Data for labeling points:
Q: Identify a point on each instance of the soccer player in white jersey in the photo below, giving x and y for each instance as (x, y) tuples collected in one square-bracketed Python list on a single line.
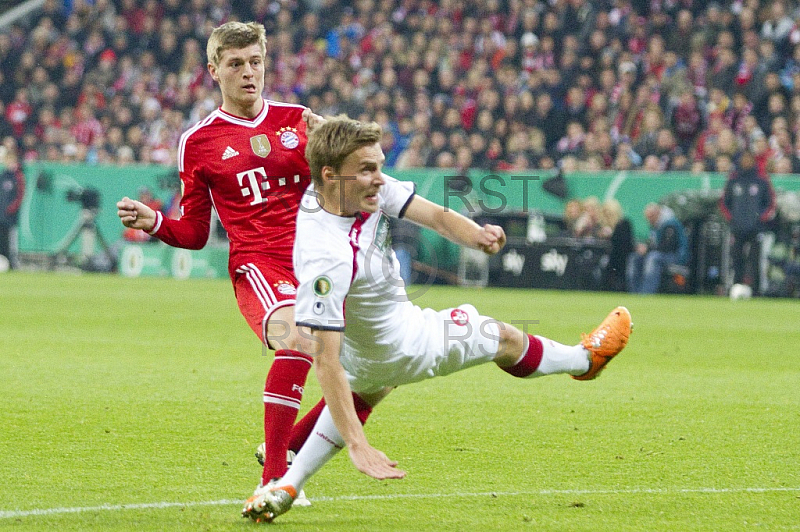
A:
[(247, 161), (356, 321)]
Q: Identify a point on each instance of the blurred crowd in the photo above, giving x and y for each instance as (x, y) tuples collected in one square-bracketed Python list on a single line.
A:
[(652, 85)]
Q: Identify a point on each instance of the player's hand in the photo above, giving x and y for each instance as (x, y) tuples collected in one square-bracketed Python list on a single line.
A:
[(374, 463), (135, 214), (491, 239), (312, 119)]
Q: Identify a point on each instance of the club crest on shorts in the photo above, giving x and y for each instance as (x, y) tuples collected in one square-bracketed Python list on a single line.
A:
[(322, 286), (289, 138), (260, 145), (459, 317), (286, 288)]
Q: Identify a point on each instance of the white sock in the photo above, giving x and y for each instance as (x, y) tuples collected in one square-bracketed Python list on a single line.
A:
[(322, 445), (560, 358)]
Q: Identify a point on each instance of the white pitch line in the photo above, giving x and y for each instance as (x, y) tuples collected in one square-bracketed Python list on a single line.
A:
[(11, 514)]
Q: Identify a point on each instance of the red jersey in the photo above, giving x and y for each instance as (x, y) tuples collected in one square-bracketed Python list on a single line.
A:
[(253, 172)]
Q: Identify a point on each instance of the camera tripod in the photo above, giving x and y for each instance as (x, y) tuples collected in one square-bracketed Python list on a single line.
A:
[(86, 230)]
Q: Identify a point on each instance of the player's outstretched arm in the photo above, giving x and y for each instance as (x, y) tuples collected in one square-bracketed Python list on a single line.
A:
[(456, 227), (325, 347), (135, 214)]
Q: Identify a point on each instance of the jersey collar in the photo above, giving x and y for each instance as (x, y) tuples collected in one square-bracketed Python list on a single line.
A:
[(246, 122)]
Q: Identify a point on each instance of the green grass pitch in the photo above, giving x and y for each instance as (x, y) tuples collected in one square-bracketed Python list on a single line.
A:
[(136, 404)]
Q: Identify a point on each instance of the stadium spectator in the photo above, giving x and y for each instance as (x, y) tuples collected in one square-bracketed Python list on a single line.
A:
[(388, 341), (748, 203), (263, 143), (128, 54), (668, 245)]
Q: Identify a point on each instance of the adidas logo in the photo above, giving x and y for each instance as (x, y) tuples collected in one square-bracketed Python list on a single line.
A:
[(229, 152)]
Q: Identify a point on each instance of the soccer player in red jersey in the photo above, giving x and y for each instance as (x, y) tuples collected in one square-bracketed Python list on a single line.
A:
[(247, 160)]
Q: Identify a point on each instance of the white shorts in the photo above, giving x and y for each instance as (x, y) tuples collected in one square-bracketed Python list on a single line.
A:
[(439, 343)]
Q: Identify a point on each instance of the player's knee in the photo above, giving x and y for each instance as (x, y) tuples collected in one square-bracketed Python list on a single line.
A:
[(510, 343)]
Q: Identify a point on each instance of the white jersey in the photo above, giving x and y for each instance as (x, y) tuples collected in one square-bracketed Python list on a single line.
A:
[(349, 281), (348, 262)]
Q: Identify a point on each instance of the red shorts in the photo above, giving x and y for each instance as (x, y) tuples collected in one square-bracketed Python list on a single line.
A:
[(262, 287)]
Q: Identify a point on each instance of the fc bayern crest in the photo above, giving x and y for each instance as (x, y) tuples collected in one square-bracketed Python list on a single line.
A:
[(459, 317), (289, 138)]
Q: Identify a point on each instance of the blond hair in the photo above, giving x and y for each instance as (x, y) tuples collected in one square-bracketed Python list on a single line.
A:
[(330, 143), (235, 35)]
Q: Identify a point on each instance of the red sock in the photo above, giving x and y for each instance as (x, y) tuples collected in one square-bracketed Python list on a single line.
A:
[(530, 361), (282, 394), (302, 429)]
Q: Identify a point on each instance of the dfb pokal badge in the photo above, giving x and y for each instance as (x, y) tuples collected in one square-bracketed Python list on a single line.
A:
[(459, 317), (260, 145)]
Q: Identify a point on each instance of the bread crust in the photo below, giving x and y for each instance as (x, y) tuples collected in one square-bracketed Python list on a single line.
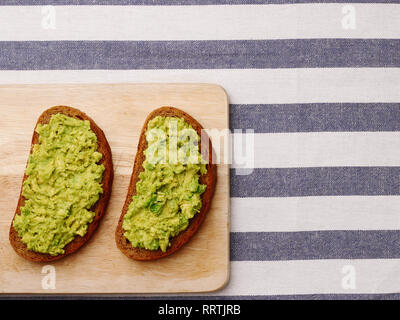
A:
[(99, 208), (209, 179)]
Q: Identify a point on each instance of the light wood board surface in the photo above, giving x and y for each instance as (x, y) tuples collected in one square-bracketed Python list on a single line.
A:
[(202, 265)]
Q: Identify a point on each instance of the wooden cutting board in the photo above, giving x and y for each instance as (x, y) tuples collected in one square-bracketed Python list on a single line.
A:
[(99, 267)]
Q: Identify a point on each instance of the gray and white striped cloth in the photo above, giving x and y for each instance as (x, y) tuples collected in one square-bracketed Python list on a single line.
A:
[(318, 81)]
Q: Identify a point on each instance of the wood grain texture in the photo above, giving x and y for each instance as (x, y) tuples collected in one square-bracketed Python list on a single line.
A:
[(202, 265)]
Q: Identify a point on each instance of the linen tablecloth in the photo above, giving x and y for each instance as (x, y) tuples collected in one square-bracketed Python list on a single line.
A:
[(317, 81)]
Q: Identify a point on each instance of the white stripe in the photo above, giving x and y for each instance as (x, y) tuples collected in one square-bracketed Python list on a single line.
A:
[(313, 277), (315, 213), (199, 22), (248, 85), (317, 149)]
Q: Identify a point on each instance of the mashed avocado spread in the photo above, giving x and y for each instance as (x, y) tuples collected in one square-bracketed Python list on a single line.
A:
[(63, 183), (168, 192)]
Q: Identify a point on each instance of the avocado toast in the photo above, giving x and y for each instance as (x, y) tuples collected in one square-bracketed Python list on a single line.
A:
[(82, 164), (174, 205)]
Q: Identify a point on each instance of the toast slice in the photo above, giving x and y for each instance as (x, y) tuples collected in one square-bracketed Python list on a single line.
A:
[(99, 208), (209, 179)]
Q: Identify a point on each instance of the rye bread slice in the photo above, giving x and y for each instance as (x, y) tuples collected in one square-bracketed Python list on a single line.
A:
[(99, 208), (208, 179)]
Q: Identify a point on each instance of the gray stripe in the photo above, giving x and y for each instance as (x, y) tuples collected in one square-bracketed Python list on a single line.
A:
[(302, 53), (271, 246), (177, 2), (319, 181), (316, 117)]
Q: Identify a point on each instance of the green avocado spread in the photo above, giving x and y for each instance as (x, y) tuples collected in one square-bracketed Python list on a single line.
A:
[(168, 192), (63, 183)]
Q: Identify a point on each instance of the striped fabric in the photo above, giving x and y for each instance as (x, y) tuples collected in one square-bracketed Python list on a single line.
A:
[(318, 82)]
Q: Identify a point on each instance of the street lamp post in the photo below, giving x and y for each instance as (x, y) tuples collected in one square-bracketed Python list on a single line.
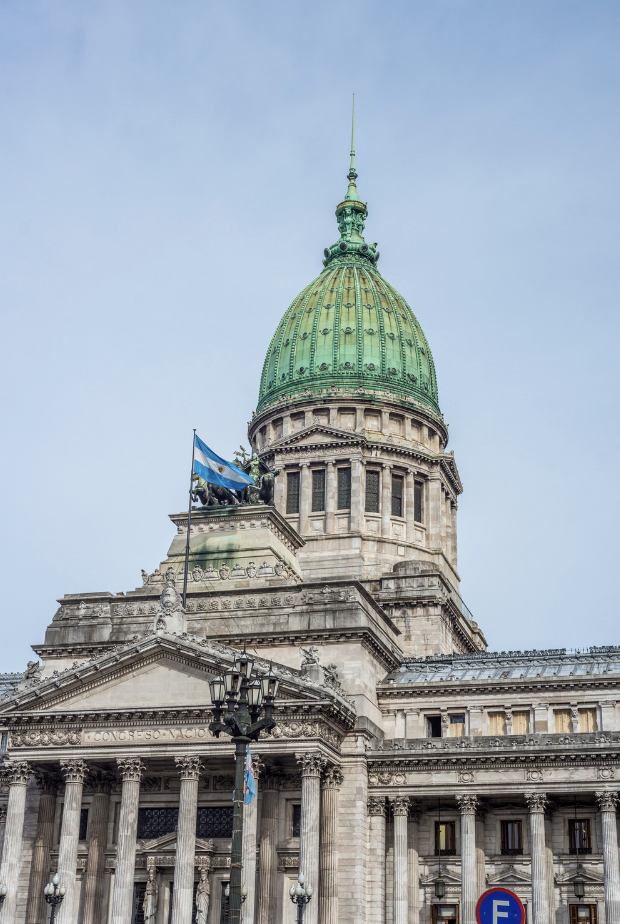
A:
[(300, 896), (54, 894), (245, 700)]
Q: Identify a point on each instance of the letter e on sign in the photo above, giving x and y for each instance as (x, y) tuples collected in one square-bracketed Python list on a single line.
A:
[(499, 906)]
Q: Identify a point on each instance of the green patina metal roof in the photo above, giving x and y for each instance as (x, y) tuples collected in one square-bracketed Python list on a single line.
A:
[(349, 328)]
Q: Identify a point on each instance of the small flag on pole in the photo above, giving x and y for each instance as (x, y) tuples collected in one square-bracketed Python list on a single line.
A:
[(218, 471), (250, 782)]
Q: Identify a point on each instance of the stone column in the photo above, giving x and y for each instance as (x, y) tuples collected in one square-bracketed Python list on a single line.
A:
[(248, 860), (267, 876), (536, 803), (183, 895), (131, 770), (331, 499), (386, 500), (607, 802), (469, 891), (94, 881), (376, 860), (40, 869), (17, 774), (305, 493), (312, 764), (357, 495), (400, 810), (73, 772), (328, 892)]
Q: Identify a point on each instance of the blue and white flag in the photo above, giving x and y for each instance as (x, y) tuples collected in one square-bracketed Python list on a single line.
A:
[(218, 471), (250, 782)]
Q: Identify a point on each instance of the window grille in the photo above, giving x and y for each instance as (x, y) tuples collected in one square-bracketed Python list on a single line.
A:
[(397, 495), (292, 492), (344, 489), (318, 490), (418, 512), (214, 821), (372, 491)]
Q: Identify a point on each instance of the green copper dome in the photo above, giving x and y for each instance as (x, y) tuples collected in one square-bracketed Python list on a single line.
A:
[(349, 328)]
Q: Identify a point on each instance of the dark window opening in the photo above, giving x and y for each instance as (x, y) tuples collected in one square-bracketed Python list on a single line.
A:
[(344, 489), (579, 836), (445, 838), (512, 841), (292, 492), (418, 511), (83, 824), (296, 820), (372, 492), (397, 495), (318, 490)]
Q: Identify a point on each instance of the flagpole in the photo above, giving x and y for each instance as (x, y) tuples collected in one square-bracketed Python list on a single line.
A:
[(189, 520)]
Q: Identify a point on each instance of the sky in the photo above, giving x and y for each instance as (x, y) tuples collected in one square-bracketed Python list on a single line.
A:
[(168, 178)]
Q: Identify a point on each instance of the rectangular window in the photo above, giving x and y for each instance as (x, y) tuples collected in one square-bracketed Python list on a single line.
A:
[(563, 724), (214, 821), (512, 842), (318, 490), (296, 820), (83, 824), (579, 835), (344, 489), (418, 509), (445, 838), (372, 491), (587, 720), (292, 492), (397, 495), (520, 723)]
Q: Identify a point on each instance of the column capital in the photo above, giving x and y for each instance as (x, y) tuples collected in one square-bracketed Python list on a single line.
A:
[(536, 802), (376, 805), (607, 801), (189, 767), (467, 804), (18, 772), (312, 763), (399, 805), (332, 778), (130, 769)]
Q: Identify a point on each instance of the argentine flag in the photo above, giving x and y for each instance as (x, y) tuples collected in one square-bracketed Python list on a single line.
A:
[(250, 781), (218, 471)]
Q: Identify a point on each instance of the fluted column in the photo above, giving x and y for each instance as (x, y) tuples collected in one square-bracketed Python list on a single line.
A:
[(536, 803), (183, 895), (328, 892), (375, 908), (267, 876), (131, 770), (312, 764), (18, 774), (39, 871), (386, 500), (469, 891), (400, 810), (607, 802), (94, 880)]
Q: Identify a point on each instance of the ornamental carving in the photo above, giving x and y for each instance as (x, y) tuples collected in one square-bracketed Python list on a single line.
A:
[(130, 769), (46, 739), (73, 771), (312, 763), (189, 767), (607, 801)]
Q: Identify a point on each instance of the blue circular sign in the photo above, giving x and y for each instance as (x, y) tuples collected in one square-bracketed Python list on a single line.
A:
[(499, 906)]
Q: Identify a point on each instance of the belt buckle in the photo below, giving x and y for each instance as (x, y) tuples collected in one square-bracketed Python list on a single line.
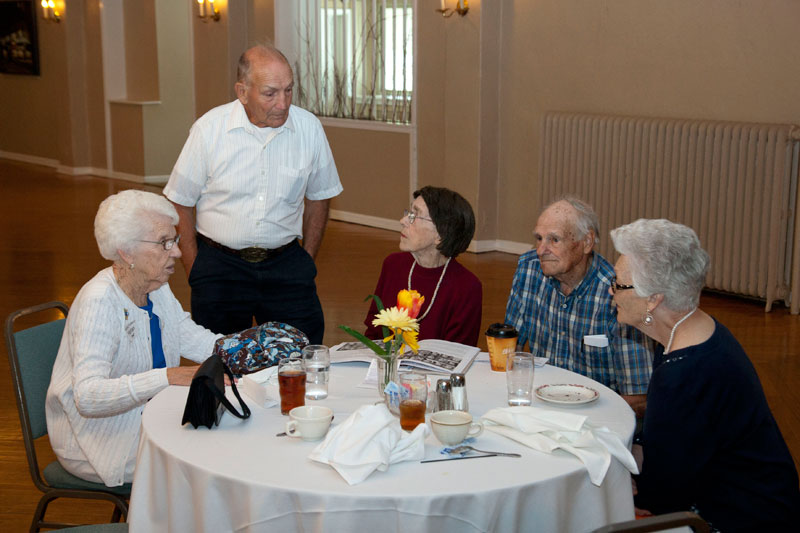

*BRIEF*.
Copy the data above word for word, starting at the line that contains "Q: Identify a point on each instance of the blond" and ending at the line that contains "[(318, 81)]", with both of those lines included. Leave out the pictures.

*SOLUTION FOR THIS PROBLEM*.
Q: Identify a point on each instance of the blond hair in the photo above, giving x and y for each instance as (x, y) tuples collected in one square-bracketed Python list on a single line.
A:
[(330, 143), (235, 35)]
Q: Identify a point on each instance of the red sock in the photo above, giving x and y for each instance as (x, y) tuples collected in one square-bracketed Python list on a single line.
A:
[(530, 361), (282, 394), (302, 429)]
Q: Identify a point on each instance of the dfb pokal badge in the photo above, giving x and y for each instance as (x, y) tuples collected in one square-bracketed Python list on a single line.
A:
[(459, 317), (260, 145)]
Q: Identify a point on each instance of the bread crust in the photo below, giving x and y for each instance as (x, y) tuples collected in one square-bracketed Python list on a single line.
A:
[(99, 208), (209, 179)]
Q: Identify a point on each instance of the light wood board surface in the photo above, giving x and y for each instance as (x, y) tuples collected in one square-bracketed Python list on a single line.
A:
[(202, 265)]
Q: Identify a point on each instance of the wooden cutting board in the photo above, giving x and y for each instance as (x, y) tuples collected in one square-bracketed Python list on a single line.
A:
[(99, 267)]
Q: Identify a point on each instance of the gray and white striped cloth in the photo above, giving x and y for each instance as (x, y) tuples collected in one square-bracketed Python list on a single line.
A:
[(318, 81)]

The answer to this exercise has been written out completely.